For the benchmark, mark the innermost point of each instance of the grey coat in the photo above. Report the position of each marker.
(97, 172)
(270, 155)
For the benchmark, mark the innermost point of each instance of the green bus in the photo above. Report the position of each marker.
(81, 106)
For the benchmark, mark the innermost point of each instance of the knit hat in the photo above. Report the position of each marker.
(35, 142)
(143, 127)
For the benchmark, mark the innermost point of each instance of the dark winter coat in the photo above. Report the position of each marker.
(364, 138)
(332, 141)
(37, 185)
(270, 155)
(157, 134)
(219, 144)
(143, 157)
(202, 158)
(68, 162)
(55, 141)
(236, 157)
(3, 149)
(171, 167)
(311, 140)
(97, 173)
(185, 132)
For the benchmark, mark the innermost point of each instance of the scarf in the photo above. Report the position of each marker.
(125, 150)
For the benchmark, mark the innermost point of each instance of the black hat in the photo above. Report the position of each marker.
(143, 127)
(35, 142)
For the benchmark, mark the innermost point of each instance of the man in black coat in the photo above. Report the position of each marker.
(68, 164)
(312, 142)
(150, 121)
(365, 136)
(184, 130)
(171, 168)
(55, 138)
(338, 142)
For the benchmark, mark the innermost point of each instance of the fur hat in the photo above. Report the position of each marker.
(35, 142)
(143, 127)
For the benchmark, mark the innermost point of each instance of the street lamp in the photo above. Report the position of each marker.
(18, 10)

━━━━━━━━━━━━━━━━

▶ [Goal]:
Quote all of the records above verbatim, line by line.

▶ [Result of this task]:
For the benchmark, mark the innermost point of each instance of the grey coat in the photo above. Report the position of each marker.
(97, 172)
(270, 155)
For the benchmark, mark the innermost point of each instance of the green bus in the photo above. Report the position of each marker.
(81, 106)
For the benchmark, mark the innermost point of each instance of the knit hat in the photo above. Report the position of each marker.
(35, 142)
(143, 127)
For the benchmark, mark the innermost point of each instance of the dark winter coat in the photo above. Report the position of each marker.
(364, 138)
(332, 141)
(37, 185)
(270, 155)
(157, 134)
(219, 144)
(143, 157)
(202, 158)
(68, 162)
(55, 141)
(236, 157)
(3, 149)
(171, 167)
(311, 140)
(97, 173)
(185, 132)
For the benchmark, mark the innermost point of each instance of the scarf in the photo above. Report the position of each marker.
(125, 150)
For the benchmark, mark the innermost point of each instance of the black hat in the photo above. Report the position of each marker.
(143, 127)
(35, 142)
For the benchmark, mark the innermost point of each instance of the man in black coat in the photo above. Report the position of each marker.
(68, 164)
(312, 142)
(150, 121)
(365, 136)
(184, 130)
(171, 168)
(55, 138)
(338, 142)
For the benchmark, mark the innermost point of each instance of the fur hat in the photo above. Report the position of each marker.
(35, 142)
(143, 127)
For the benchmark, mark the innermost point of each instance of the street lamp in the photo above. Report the position of each marker.
(18, 10)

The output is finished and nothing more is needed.